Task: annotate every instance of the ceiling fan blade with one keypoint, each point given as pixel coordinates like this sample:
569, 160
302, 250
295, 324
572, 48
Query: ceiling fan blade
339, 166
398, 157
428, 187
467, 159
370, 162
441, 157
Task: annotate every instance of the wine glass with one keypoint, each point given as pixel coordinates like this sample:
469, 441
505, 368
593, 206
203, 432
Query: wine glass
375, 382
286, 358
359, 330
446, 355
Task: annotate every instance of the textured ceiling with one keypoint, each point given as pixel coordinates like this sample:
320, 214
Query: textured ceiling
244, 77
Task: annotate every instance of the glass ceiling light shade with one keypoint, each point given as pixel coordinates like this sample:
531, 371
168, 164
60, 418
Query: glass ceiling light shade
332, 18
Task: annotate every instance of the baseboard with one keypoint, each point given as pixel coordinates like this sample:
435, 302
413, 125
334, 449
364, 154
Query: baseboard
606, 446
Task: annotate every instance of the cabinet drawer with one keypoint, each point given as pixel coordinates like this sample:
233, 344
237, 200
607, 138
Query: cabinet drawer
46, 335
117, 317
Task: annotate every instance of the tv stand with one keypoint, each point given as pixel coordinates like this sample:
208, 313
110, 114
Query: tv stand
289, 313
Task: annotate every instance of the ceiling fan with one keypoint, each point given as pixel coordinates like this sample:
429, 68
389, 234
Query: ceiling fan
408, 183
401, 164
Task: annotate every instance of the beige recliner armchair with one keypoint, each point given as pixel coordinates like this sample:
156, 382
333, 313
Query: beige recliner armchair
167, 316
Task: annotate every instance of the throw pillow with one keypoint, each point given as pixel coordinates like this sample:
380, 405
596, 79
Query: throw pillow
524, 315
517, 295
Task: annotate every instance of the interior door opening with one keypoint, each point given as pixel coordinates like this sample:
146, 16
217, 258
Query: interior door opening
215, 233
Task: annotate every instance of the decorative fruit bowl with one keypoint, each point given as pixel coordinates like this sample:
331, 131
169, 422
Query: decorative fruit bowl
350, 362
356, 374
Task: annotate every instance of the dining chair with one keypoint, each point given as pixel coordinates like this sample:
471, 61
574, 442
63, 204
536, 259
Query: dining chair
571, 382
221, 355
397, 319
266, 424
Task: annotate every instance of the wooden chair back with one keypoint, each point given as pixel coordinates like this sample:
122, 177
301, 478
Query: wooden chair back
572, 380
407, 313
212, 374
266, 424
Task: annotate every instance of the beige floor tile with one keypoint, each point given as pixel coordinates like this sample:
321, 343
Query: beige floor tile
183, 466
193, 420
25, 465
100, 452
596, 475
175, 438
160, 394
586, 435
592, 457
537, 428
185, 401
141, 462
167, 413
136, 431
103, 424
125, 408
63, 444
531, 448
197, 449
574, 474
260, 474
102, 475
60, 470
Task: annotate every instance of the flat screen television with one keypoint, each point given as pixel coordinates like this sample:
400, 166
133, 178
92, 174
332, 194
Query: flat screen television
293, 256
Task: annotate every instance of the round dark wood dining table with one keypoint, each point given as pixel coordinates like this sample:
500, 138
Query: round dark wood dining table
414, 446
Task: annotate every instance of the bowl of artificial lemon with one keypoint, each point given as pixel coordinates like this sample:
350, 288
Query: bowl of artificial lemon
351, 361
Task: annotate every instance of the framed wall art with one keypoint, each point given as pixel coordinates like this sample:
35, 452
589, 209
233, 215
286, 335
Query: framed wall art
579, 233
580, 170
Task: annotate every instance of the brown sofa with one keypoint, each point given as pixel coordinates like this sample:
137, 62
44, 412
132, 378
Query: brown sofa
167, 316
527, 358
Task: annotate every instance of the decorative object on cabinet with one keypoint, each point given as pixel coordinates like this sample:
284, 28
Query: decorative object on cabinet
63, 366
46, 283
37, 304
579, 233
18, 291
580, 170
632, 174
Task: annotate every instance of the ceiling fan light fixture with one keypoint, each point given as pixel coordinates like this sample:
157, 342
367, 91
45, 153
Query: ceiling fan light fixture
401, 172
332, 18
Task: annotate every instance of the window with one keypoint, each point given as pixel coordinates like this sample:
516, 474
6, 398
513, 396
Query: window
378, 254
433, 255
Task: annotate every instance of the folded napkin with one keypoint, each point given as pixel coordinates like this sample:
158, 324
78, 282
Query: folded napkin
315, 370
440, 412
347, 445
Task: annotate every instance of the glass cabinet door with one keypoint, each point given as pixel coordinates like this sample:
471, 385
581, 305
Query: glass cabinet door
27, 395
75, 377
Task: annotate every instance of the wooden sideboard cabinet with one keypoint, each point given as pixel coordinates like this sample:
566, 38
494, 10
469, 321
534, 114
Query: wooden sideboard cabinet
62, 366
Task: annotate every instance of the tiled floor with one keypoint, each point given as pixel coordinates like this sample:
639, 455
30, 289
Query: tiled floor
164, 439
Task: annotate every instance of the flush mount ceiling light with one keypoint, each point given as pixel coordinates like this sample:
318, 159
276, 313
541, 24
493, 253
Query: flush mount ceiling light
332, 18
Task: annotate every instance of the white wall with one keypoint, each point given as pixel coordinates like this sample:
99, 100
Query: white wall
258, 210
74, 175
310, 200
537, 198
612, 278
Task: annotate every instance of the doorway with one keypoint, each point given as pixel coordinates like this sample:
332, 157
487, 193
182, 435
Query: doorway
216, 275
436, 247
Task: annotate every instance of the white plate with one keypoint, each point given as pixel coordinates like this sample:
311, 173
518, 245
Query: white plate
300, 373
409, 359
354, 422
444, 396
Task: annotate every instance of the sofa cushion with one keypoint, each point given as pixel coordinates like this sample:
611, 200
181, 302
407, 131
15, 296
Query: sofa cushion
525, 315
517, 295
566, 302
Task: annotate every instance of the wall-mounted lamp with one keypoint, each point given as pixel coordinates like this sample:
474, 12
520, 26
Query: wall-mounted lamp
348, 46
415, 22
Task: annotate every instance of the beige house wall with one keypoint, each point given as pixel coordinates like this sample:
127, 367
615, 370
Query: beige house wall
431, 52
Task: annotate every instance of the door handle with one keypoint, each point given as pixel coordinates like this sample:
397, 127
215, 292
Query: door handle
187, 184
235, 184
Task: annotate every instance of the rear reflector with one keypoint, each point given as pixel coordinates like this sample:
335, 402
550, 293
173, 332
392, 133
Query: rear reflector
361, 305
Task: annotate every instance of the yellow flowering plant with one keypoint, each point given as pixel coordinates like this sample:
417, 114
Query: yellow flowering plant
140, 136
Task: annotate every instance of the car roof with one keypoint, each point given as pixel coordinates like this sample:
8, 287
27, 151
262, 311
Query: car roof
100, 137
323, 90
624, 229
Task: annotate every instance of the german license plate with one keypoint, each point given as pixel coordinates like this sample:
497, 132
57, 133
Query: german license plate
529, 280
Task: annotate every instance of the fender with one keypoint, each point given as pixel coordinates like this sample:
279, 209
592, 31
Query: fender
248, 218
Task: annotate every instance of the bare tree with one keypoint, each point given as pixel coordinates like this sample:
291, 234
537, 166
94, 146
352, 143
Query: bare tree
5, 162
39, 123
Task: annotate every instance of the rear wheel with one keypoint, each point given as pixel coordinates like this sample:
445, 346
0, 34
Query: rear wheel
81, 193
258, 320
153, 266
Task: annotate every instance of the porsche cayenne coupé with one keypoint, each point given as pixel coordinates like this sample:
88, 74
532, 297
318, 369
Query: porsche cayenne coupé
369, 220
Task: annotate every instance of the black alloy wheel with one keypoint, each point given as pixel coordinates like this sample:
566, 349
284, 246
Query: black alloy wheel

-=-=-

▶ **Task directions**
Please return the material above exactly as written.

▶ **Result of this task**
Task: annotate every instance of the ceiling fan blade with one keypoint, each point given as pixel coordinates like this sample:
569, 160
302, 250
295, 324
572, 48
Query: ceiling fan blade
339, 166
398, 157
428, 187
467, 159
370, 162
441, 157
Task: annotate every instance of the wine glass with one keypoint, each point given as pixel coordinates like this sample:
469, 441
505, 368
593, 206
203, 432
Query: wine glass
375, 382
286, 358
359, 330
446, 355
Task: annotate every instance of the textured ceiling with one keypoint, each point given as pixel coordinates like this sample:
320, 214
Query: textured ceiling
244, 77
Task: annotate every instance of the glass ceiling light shade with one keypoint, each point given as pixel coordinates like this sample:
531, 371
168, 164
60, 418
Query: glass ceiling light shade
332, 18
Task: annotate every instance of the baseboard with one keypoint, each point given as pixel coordinates like this sample:
435, 302
413, 125
334, 449
364, 154
Query: baseboard
606, 446
Task: annotate every instance of the cabinet drawer with one keypoint, each point given as pixel coordinates like this sample:
233, 344
237, 200
607, 138
Query: cabinet drawer
46, 335
117, 317
Task: annotate every instance of the tv stand with one keypoint, each point given as pixel coordinates like this sample:
208, 313
110, 114
Query: tv stand
289, 313
Task: annotate every instance of the ceiling fan with one keypoint, each point given as pixel coordinates like this sample:
429, 68
389, 234
Query: ceiling fan
408, 183
401, 164
Task: annotate every instance of the beige recliner armchair with one keypoint, each point given as pixel coordinates like this sample:
156, 382
333, 313
Query: beige recliner armchair
167, 316
Task: annotate every instance of the throw pillow with one keypoint, each point given as pixel coordinates like this sample:
380, 405
596, 79
Query: throw pillow
524, 315
517, 295
Task: annotate every instance of the interior door opening with one keypoint, each point given as pixel coordinates like this sample:
146, 16
217, 258
Query: interior door opening
215, 233
Task: annotate every instance of the decorative fruit bowl with one keypoint, each point given as pixel coordinates like this sample:
331, 131
169, 422
Query: decorative fruit bowl
350, 362
356, 374
Task: annotate every instance of the dining chair with one keypoint, each point given as pixel coordinates like this sample:
471, 61
574, 442
63, 204
536, 259
Query: dining chair
571, 382
221, 355
397, 319
266, 424
Task: annotate every instance of the wooden chair back with one keypoint, each point given as pixel coordinates like this sample:
122, 177
301, 478
Query: wooden chair back
572, 380
407, 313
212, 374
266, 424
Task: annotate every instance of the beige floor tile with one keypoint, each point given as pixel coordinates like this sample:
321, 343
Query: beige floor tile
183, 466
193, 420
25, 465
100, 452
596, 475
175, 438
160, 394
586, 435
592, 457
537, 428
185, 401
141, 462
167, 413
136, 431
103, 424
125, 408
63, 444
531, 448
197, 449
574, 474
260, 474
102, 475
60, 470
Task: annotate every instance of the flat screen television with one keypoint, each point given as pixel coordinates like this sample:
400, 166
133, 178
92, 174
332, 194
Query: flat screen television
293, 256
Task: annotate every instance of the round dark wood dining table with one keypoint, each point given as pixel coordinates like this sample:
500, 138
Query: round dark wood dining table
414, 446
Task: annotate every instance of the bowl of artificial lemon with one keypoint, each point given as pixel coordinates like this sample:
350, 288
Query: bowl of artificial lemon
351, 361
Task: annotate every instance of the framed wall art with one keypoint, each point given as pixel coordinates like this sample:
35, 452
589, 209
233, 215
286, 335
Query: framed wall art
579, 233
580, 170
Task: annotate every instance of the brown sofa with one keypoint, each point given as pixel coordinates like this sample:
137, 62
44, 412
132, 378
Query: brown sofa
167, 316
527, 358
Task: annotate every instance of the decorative object on cabinet with one keypoint, each point given as pixel coordinates like this sample:
284, 28
Query: decorative object on cabinet
63, 366
46, 283
37, 304
579, 233
18, 291
580, 170
632, 174
Task: annotate every instance of the ceiling fan light fixture with one keypoint, each point given as pixel coordinates like this sample:
157, 342
367, 91
45, 153
Query: ceiling fan light fixture
401, 172
332, 18
Task: annotate every instance of the window with one keypoint, each point given as pixel coordinates like this sample:
516, 474
6, 398
513, 396
Query: window
378, 254
433, 255
Task: annotate every instance of the folded napkin with one keypoint, each point given as pixel coordinates like this sample:
158, 324
78, 282
Query: folded napkin
315, 370
440, 412
347, 445
Task: annotate every instance of the glass cabinet door with one keypoint, each point given as pixel coordinates like this sample:
471, 385
581, 305
Query: glass cabinet door
27, 395
75, 377
Task: annotate every instance of the wooden sideboard cabinet with one keypoint, each point given as pixel coordinates like this sample:
566, 38
494, 10
469, 321
534, 114
Query: wooden sideboard cabinet
62, 366
Task: annotate every instance of the tiled floor with one keypoint, each point given as pixel coordinates like this sample:
639, 455
30, 289
Query: tiled floor
164, 439
Task: annotate every instance of the flush mount ceiling light with one keypoint, each point given as pixel coordinates like this sample:
318, 159
276, 313
541, 24
493, 253
Query: flush mount ceiling light
332, 18
Task: annotate every instance of the white wall with one keypoint, each point given as pixel coordinates like this sample:
99, 100
Query: white wall
258, 210
74, 175
310, 200
537, 198
612, 278
Task: annotate every instance of the doorway with one keypoint, each point given as pixel coordinates like this sample:
332, 157
487, 193
182, 435
Query: doorway
216, 275
436, 247
Task: annotate every instance of the white plate with one keypoint, each point given as pixel coordinates like this sample:
311, 173
518, 245
Query: white plate
300, 373
409, 359
354, 422
444, 396
Task: annotate every instance of the sofa cushion with one keypoint, each point given as pixel coordinates like this sample:
611, 200
181, 302
407, 131
15, 296
Query: sofa cushion
525, 315
517, 295
566, 302
Task: annotate every instance of the wall-mounted lamp with one keypoint, each point given as pixel coordinates like this sample:
474, 12
520, 26
Query: wall-mounted lamp
348, 46
415, 22
Task: annotate every instance of the beige house wall with one keypoint, each point given as pixel coordinates like this sample:
127, 367
615, 370
Query: beige house wall
431, 52
Task: annotate every instance of the door handle with one keypoint, each point given as pixel coordinates like this sample:
397, 127
215, 292
Query: door handle
187, 184
235, 184
Task: annotate every instance of the rear reflector with one keypoint, each point given as pixel coordinates like this sample:
335, 402
550, 293
173, 332
392, 133
Query: rear reflector
361, 305
Task: annotate every instance of the yellow flowering plant with one keypoint, each point given as pixel coordinates like this sample:
417, 114
Query: yellow flowering plant
140, 136
Task: annotate every instance of the car roof with one keypoint, each point given as pixel coordinates like this sample:
8, 287
27, 151
262, 311
Query: car roof
100, 137
323, 90
624, 229
Task: annotate every instance of the german license plate with one keypoint, each point given as pixel coordinates like this sample:
497, 132
57, 133
Query: german license plate
529, 280
Task: annotate every instance of the fender with one keypoint, each point given as pixel coordinates like this sample:
279, 209
592, 31
Query: fender
248, 218
Task: annotate every instance of the bare tree with one keypoint, each point given as pixel coordinates like this sample:
291, 234
537, 166
94, 146
352, 143
Query: bare tree
5, 162
39, 123
Task: annotate every instance of the rear wheel with one keypoint, each point given as pixel coordinates like this sample:
445, 346
0, 34
Query: rear wheel
81, 193
258, 320
153, 266
Task: annotate every instance of the porsche cayenne coupé with one keypoint, each point given as pixel coordinates like this sample:
88, 74
532, 297
318, 369
Query: porsche cayenne coupé
369, 220
Task: annotate every instance of the black alloy wheel with one keypoint, each point given as pixel coordinates like this sample:
566, 349
284, 246
Query: black alloy wheel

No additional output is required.